Start of TEXT SEGMENT

Date: 04/14/97 at 15:08:57
From: Anonymous
Subject: Lines of symmetry

Hello!

How many lines of symmetry are there in a circle? This has been an on-
going conversation in our class. We've asked many teachers and we
have come up with 3 answers: 180, 360, and infinitely many.  

Thank you for your time

Date: 04/14/97 at 22:28:18
From: Doctor Steven
Subject: Re: Lines of symmetry

It seems you are asking the question: "How many lines can a circle be 
reflected about and still be self-coincident (i.e., fall back onto 
itself)?"

The answer is infinitely many.  Take any diameter of the circle and 
reflect the circle about that diameter and it will be self-coincident.  
There are an infinite number of diameters of a circle, so there is an 
infinite number of such lines.

Notice that the circle is also self-coincident under any rotation.  So 
there are an infinite number of symmetry rotations of the circle.

A more difficult question would be to ask how many lines and rotations 
of symmetry a polygon has.  Number the corners of a square like so:

    1  _______  2
      |       |
      |       |
      |       |
      |_______| 
    3           4

When we flip the square about a line of symmetry or rotate the square, 
we will call this a rigid motion, because the square maintains its 
shape (i.e., it doesn't get squashed or anything).  A square has 4 
lines of symmetry: the horizontal line, the vertical line, and the two 
diagonals.  It also has 4 rotations: the 90 degree turn, the 180 
degree turn, the 270 degree turn and the 360 degree turn.

End of TEXT SEGMENT

▶ TASK LIST:
a: List every rotation of the square that the exchange about lines of symmetry names.
b: Decide whether each statement agrees with the exchange about lines of symmetry, answering yes or no and quoting the words of that exchange that settle it: (i) 360 was one of the answers the class gathered; (ii) a square has two lines of symmetry; (iii) a circle falls back onto itself under any rotation.
c: Proceed with the exchange about lines of symmetry, starting after its final sentence about the four rotations of the square.
The data placed after this point is not needed.

Start of SOURCE EXCERPT

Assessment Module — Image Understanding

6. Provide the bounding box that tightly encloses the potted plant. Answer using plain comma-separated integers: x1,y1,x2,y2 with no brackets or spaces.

End of SOURCE EXCERPT

▶ OUTPUTS BY TASK:
a: The 90 degree turn, the 180 degree turn, the 270 degree turn, and the 360 degree turn.

b:
(i) Yes: "we have come up with 3 answers: 180, 360, and infinitely many."
(ii) No: "A square has 4 lines of symmetry: the horizontal line, the vertical line, and the two diagonals."
(iii) Yes: "Notice that the circle is also self-coincident under any rotation."

c:
The horizontal line flip switches 1 and 3, and switches 2 and 4.
The vertical line flip switches 1 and 2, and switches 3 and 4.
The 1,4-diagonal line flip switches 3 and 2 and leaves both 1 and 4           
   fixed.
The 3,2-diagonal line flip switches 1 and 4 and leaves both 3 and 2 
   fixed.
The 360 degree (or 0 degree, however you look at it) rotation leaves     
   everything fixed.
The 90 degree rotation moves 1 to 2, 2 to 4, 4 to 3, and 3 to 1.
The 180 degree rotation moves 1 to 4, and 2 to 3.
The 270 degree rotation moves 1 to 3, 3 to 4, 4 to 2, and 2 to 1.

Note that following any one of the rigid motions by another rigid 
motion gives us a different rigid motion. For example: The horizontal 
flip, followed by the 90 degree rotation switches 3 and 2 and leaves 1 
and 4 fixed, which is the same as the 1,4-diagonal flip.

I leave it to you to figure out the symmetries of a pentagon, and 
polygons in general.

Hope this helps.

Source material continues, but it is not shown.